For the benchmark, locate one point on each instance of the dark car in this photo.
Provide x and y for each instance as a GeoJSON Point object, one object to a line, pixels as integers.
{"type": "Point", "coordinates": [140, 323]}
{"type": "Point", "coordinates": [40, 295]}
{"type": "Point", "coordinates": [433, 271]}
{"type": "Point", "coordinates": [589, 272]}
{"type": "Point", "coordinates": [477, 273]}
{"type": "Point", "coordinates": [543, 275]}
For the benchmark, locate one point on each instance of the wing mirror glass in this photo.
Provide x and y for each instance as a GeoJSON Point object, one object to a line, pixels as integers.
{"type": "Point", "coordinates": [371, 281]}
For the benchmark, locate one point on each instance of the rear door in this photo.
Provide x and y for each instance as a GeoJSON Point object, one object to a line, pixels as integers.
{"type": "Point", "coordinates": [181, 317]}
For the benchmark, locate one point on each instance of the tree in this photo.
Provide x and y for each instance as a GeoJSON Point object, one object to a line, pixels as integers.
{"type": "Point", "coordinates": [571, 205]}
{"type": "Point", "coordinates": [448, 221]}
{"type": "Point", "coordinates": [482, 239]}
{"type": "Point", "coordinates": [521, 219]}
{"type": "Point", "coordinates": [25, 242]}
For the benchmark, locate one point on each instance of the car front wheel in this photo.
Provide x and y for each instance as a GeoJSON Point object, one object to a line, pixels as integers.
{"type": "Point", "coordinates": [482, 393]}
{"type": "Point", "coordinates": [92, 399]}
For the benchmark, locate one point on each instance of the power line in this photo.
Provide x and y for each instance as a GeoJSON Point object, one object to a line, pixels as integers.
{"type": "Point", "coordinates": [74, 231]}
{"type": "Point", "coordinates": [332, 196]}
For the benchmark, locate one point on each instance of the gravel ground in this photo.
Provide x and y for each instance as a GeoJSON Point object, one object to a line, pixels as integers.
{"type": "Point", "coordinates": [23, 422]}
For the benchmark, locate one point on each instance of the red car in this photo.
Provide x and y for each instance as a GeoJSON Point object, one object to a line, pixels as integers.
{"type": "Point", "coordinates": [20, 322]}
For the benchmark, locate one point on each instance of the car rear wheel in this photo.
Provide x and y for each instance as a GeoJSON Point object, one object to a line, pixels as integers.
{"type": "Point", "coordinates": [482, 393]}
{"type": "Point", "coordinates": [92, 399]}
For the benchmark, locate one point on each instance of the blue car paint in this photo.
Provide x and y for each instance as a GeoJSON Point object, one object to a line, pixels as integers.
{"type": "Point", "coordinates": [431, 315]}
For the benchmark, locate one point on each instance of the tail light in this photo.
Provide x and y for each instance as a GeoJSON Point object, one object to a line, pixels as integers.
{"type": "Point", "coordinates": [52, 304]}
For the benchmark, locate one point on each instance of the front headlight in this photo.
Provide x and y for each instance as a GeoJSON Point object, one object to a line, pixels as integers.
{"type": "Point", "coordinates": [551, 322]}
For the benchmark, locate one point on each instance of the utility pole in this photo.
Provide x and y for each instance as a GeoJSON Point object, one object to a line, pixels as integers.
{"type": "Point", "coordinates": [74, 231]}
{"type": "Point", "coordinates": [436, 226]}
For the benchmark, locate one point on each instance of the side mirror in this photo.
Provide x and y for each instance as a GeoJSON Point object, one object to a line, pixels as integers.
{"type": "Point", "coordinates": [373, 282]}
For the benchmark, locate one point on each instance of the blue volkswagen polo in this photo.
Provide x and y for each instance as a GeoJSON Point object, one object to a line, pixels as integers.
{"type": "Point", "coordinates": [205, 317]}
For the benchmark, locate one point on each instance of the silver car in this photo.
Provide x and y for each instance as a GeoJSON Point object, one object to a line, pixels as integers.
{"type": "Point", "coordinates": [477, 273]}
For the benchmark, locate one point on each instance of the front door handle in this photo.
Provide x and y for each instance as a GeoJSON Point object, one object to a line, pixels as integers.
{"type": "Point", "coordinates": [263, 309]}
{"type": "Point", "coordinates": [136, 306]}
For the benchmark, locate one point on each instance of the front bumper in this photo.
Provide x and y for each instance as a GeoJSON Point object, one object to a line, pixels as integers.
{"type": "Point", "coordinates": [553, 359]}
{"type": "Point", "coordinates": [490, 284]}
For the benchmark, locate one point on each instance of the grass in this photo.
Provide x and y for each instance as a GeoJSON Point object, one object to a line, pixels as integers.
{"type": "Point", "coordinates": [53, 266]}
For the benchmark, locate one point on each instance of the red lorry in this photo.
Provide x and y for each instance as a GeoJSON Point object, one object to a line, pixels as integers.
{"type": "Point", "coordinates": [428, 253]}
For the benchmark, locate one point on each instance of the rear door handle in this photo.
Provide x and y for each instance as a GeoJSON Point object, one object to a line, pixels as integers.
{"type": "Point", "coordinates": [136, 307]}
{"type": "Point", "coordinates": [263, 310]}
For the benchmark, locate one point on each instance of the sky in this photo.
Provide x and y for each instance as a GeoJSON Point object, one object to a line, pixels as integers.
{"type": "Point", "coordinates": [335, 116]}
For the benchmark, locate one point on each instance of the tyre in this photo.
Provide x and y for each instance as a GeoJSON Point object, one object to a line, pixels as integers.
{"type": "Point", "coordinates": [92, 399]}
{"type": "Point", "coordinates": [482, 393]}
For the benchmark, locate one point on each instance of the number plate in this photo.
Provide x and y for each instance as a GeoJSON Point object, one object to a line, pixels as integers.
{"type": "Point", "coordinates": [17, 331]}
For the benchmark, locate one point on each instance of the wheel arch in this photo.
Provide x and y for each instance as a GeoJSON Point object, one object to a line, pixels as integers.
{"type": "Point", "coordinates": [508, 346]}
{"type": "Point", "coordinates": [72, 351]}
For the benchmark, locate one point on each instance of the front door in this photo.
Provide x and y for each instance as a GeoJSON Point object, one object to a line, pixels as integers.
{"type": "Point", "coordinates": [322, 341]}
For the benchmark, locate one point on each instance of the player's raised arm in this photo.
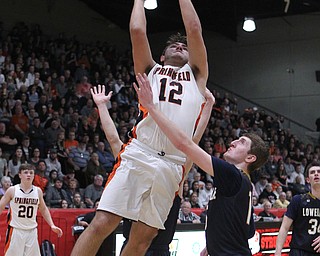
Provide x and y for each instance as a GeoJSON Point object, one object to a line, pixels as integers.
{"type": "Point", "coordinates": [196, 47]}
{"type": "Point", "coordinates": [101, 100]}
{"type": "Point", "coordinates": [179, 139]}
{"type": "Point", "coordinates": [141, 51]}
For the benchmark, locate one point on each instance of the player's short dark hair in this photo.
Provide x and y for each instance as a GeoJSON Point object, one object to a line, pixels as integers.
{"type": "Point", "coordinates": [313, 163]}
{"type": "Point", "coordinates": [175, 38]}
{"type": "Point", "coordinates": [26, 167]}
{"type": "Point", "coordinates": [259, 149]}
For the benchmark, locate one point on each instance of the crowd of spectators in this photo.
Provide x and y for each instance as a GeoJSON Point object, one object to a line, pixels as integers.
{"type": "Point", "coordinates": [47, 118]}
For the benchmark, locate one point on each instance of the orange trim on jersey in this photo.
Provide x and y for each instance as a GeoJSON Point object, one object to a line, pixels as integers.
{"type": "Point", "coordinates": [117, 164]}
{"type": "Point", "coordinates": [8, 239]}
{"type": "Point", "coordinates": [199, 116]}
{"type": "Point", "coordinates": [144, 112]}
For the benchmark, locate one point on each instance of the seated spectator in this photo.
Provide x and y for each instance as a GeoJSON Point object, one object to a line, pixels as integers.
{"type": "Point", "coordinates": [64, 204]}
{"type": "Point", "coordinates": [93, 191]}
{"type": "Point", "coordinates": [186, 191]}
{"type": "Point", "coordinates": [266, 214]}
{"type": "Point", "coordinates": [205, 193]}
{"type": "Point", "coordinates": [105, 157]}
{"type": "Point", "coordinates": [298, 188]}
{"type": "Point", "coordinates": [267, 193]}
{"type": "Point", "coordinates": [53, 175]}
{"type": "Point", "coordinates": [281, 202]}
{"type": "Point", "coordinates": [7, 142]}
{"type": "Point", "coordinates": [5, 184]}
{"type": "Point", "coordinates": [40, 179]}
{"type": "Point", "coordinates": [56, 194]}
{"type": "Point", "coordinates": [37, 136]}
{"type": "Point", "coordinates": [35, 157]}
{"type": "Point", "coordinates": [261, 183]}
{"type": "Point", "coordinates": [93, 168]}
{"type": "Point", "coordinates": [194, 201]}
{"type": "Point", "coordinates": [78, 161]}
{"type": "Point", "coordinates": [3, 165]}
{"type": "Point", "coordinates": [14, 164]}
{"type": "Point", "coordinates": [77, 201]}
{"type": "Point", "coordinates": [186, 215]}
{"type": "Point", "coordinates": [255, 202]}
{"type": "Point", "coordinates": [72, 188]}
{"type": "Point", "coordinates": [53, 162]}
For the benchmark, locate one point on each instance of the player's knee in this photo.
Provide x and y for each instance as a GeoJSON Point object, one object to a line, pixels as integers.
{"type": "Point", "coordinates": [104, 223]}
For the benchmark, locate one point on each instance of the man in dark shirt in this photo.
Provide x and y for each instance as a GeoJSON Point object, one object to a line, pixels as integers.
{"type": "Point", "coordinates": [303, 215]}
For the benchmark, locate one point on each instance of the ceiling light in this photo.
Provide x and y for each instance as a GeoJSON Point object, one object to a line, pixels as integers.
{"type": "Point", "coordinates": [150, 4]}
{"type": "Point", "coordinates": [249, 25]}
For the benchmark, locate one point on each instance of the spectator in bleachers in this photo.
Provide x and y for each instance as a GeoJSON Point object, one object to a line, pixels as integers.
{"type": "Point", "coordinates": [56, 194]}
{"type": "Point", "coordinates": [14, 163]}
{"type": "Point", "coordinates": [78, 160]}
{"type": "Point", "coordinates": [53, 175]}
{"type": "Point", "coordinates": [40, 179]}
{"type": "Point", "coordinates": [5, 184]}
{"type": "Point", "coordinates": [268, 194]}
{"type": "Point", "coordinates": [281, 202]}
{"type": "Point", "coordinates": [194, 201]}
{"type": "Point", "coordinates": [53, 163]}
{"type": "Point", "coordinates": [295, 174]}
{"type": "Point", "coordinates": [19, 123]}
{"type": "Point", "coordinates": [105, 157]}
{"type": "Point", "coordinates": [52, 133]}
{"type": "Point", "coordinates": [261, 183]}
{"type": "Point", "coordinates": [94, 167]}
{"type": "Point", "coordinates": [3, 165]}
{"type": "Point", "coordinates": [289, 167]}
{"type": "Point", "coordinates": [37, 135]}
{"type": "Point", "coordinates": [205, 193]}
{"type": "Point", "coordinates": [266, 214]}
{"type": "Point", "coordinates": [77, 201]}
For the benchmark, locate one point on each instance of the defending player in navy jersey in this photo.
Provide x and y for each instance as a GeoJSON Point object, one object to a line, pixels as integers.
{"type": "Point", "coordinates": [230, 209]}
{"type": "Point", "coordinates": [25, 199]}
{"type": "Point", "coordinates": [303, 213]}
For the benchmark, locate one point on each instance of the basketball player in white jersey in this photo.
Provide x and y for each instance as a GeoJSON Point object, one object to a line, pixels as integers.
{"type": "Point", "coordinates": [149, 168]}
{"type": "Point", "coordinates": [25, 200]}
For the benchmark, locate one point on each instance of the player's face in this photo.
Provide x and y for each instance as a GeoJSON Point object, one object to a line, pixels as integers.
{"type": "Point", "coordinates": [26, 175]}
{"type": "Point", "coordinates": [238, 151]}
{"type": "Point", "coordinates": [314, 175]}
{"type": "Point", "coordinates": [176, 53]}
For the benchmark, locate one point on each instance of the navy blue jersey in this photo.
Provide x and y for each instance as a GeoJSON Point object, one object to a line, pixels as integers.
{"type": "Point", "coordinates": [160, 244]}
{"type": "Point", "coordinates": [230, 217]}
{"type": "Point", "coordinates": [304, 210]}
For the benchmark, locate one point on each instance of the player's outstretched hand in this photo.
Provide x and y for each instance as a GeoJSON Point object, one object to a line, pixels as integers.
{"type": "Point", "coordinates": [99, 94]}
{"type": "Point", "coordinates": [57, 230]}
{"type": "Point", "coordinates": [144, 90]}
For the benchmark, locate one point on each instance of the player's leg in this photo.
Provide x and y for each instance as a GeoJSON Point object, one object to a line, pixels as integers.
{"type": "Point", "coordinates": [102, 225]}
{"type": "Point", "coordinates": [15, 242]}
{"type": "Point", "coordinates": [141, 236]}
{"type": "Point", "coordinates": [32, 246]}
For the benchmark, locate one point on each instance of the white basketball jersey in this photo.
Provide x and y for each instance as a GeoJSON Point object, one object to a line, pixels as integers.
{"type": "Point", "coordinates": [176, 94]}
{"type": "Point", "coordinates": [23, 208]}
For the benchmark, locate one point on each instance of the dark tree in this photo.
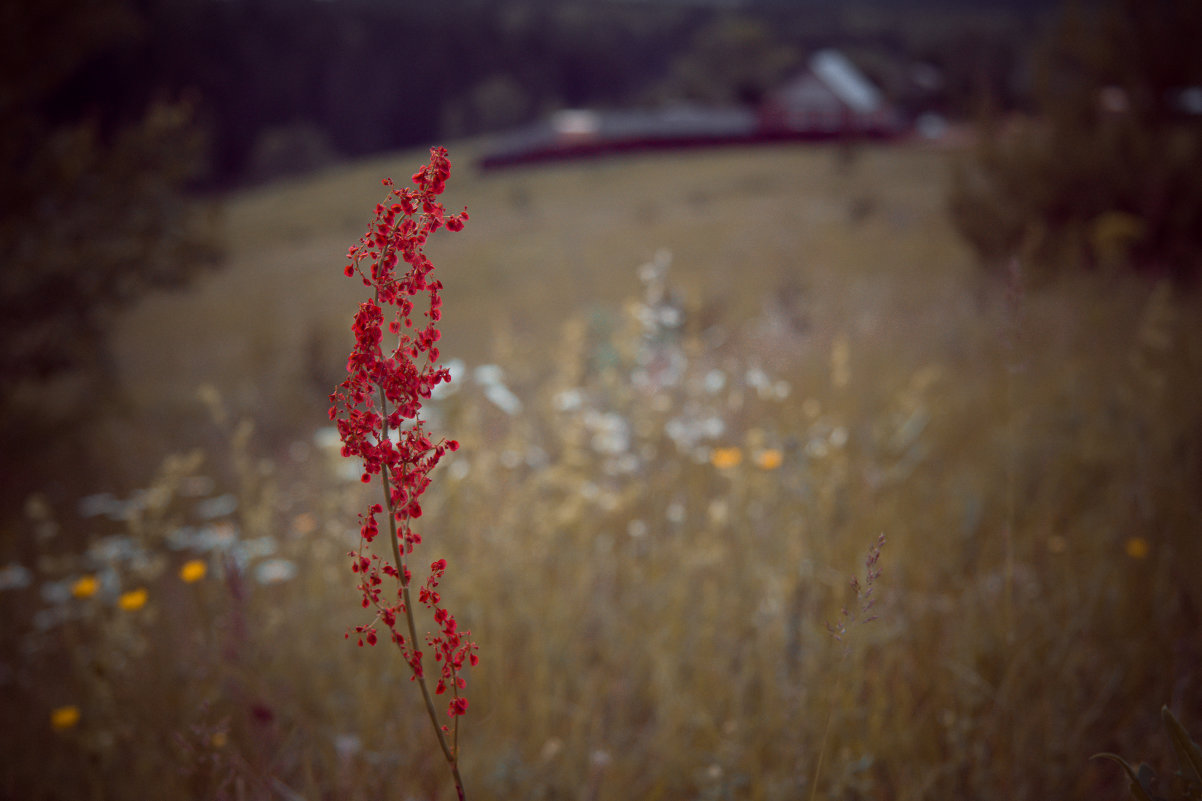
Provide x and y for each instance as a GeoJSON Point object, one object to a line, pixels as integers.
{"type": "Point", "coordinates": [1110, 170]}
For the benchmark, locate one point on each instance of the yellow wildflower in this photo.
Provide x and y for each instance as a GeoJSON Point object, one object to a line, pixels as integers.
{"type": "Point", "coordinates": [769, 460]}
{"type": "Point", "coordinates": [64, 717]}
{"type": "Point", "coordinates": [85, 587]}
{"type": "Point", "coordinates": [134, 600]}
{"type": "Point", "coordinates": [1137, 547]}
{"type": "Point", "coordinates": [725, 457]}
{"type": "Point", "coordinates": [192, 570]}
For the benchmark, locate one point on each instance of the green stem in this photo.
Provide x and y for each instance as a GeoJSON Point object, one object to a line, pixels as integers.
{"type": "Point", "coordinates": [448, 752]}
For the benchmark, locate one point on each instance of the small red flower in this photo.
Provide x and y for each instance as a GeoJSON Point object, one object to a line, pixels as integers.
{"type": "Point", "coordinates": [378, 411]}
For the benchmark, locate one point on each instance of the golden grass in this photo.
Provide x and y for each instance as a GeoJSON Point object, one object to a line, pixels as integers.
{"type": "Point", "coordinates": [652, 610]}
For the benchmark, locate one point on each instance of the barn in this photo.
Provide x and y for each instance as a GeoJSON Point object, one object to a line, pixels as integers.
{"type": "Point", "coordinates": [829, 98]}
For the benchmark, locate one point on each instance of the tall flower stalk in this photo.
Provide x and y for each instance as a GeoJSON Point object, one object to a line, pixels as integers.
{"type": "Point", "coordinates": [378, 410]}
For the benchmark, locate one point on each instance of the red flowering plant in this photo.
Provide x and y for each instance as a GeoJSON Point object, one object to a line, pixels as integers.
{"type": "Point", "coordinates": [378, 413]}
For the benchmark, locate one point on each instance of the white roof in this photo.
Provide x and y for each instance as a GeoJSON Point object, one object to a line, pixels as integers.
{"type": "Point", "coordinates": [845, 81]}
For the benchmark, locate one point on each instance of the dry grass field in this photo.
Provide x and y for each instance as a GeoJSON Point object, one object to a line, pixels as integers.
{"type": "Point", "coordinates": [716, 378]}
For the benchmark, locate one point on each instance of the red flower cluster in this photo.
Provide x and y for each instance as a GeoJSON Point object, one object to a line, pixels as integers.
{"type": "Point", "coordinates": [378, 413]}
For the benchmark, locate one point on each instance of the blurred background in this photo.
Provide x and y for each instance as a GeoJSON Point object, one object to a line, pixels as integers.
{"type": "Point", "coordinates": [745, 285]}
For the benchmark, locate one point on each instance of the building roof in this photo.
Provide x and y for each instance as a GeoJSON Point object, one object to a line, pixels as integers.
{"type": "Point", "coordinates": [840, 77]}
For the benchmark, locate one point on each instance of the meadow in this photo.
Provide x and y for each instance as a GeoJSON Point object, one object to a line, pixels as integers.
{"type": "Point", "coordinates": [692, 392]}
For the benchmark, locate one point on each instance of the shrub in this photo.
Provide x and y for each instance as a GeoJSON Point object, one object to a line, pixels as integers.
{"type": "Point", "coordinates": [1110, 170]}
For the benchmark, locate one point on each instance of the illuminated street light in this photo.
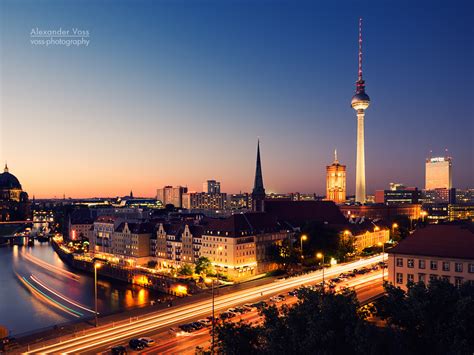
##########
* EXERCISE OBJECTIVE:
Can you reproduce verbatim every line from the one containing "shrub in this photo." through the end of the items, omitting any pictures?

* CORRECT RESULT:
For the benchmark, locate one point on each instance of the shrub in this photo.
Provide x and y for each instance as a GeoJSON Point object, one object to a line, pixels as integers.
{"type": "Point", "coordinates": [1110, 170]}
For the benchmark, locate one point on each instance of the illuminated street light in this photo.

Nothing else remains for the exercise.